(Location labeling records)
::::::::

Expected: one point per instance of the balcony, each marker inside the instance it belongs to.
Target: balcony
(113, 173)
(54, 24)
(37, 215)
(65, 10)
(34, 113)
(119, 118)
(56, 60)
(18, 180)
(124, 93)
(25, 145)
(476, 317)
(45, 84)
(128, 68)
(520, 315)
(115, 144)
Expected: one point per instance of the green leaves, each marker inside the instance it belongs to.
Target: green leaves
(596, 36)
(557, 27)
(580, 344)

::::::::

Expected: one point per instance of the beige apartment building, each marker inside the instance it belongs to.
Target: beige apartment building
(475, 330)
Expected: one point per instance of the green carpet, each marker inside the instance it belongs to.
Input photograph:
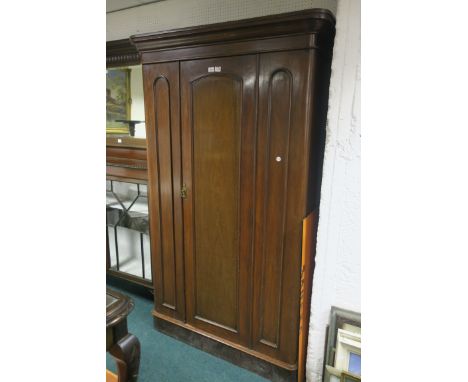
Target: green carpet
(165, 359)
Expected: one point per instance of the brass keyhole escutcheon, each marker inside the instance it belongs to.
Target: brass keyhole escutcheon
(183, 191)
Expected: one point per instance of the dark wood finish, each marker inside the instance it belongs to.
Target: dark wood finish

::::::::

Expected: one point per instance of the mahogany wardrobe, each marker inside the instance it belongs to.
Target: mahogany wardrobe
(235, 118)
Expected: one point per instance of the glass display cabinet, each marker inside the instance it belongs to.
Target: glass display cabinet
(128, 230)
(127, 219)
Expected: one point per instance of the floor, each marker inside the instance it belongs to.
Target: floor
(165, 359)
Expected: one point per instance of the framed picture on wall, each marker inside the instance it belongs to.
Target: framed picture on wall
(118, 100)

::::::::

> _Description of the task_
Edit the lines that open with the line containing "Expected: one point per instance of the brass" and close with the line containing "Target: dark wood finish", putting "dot" wherever "marker" appears and changing nothing else. Return only those lines.

> _Solution for this task_
Expected: one point per instance of the brass keyhole escutcheon, each dot inside the instance it belongs to.
Target: brass keyhole escutcheon
(183, 191)
Expected: one point per instance of the dark wood finish, each dot inside the instance it belongs to.
Target: dark wood finish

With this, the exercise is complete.